---- Records for this task

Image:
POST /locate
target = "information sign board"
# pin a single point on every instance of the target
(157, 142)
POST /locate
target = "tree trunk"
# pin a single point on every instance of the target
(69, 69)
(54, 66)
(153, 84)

--------

Work to be completed
Every line of the listing above should be copied word for word.

Solution to this problem
Image:
POST /locate
target = "information sign board"
# pin a single point on every instance of the target
(157, 142)
POST /locate
target = "tree trunk"
# pin a single point on every instance of the target
(69, 69)
(54, 66)
(153, 84)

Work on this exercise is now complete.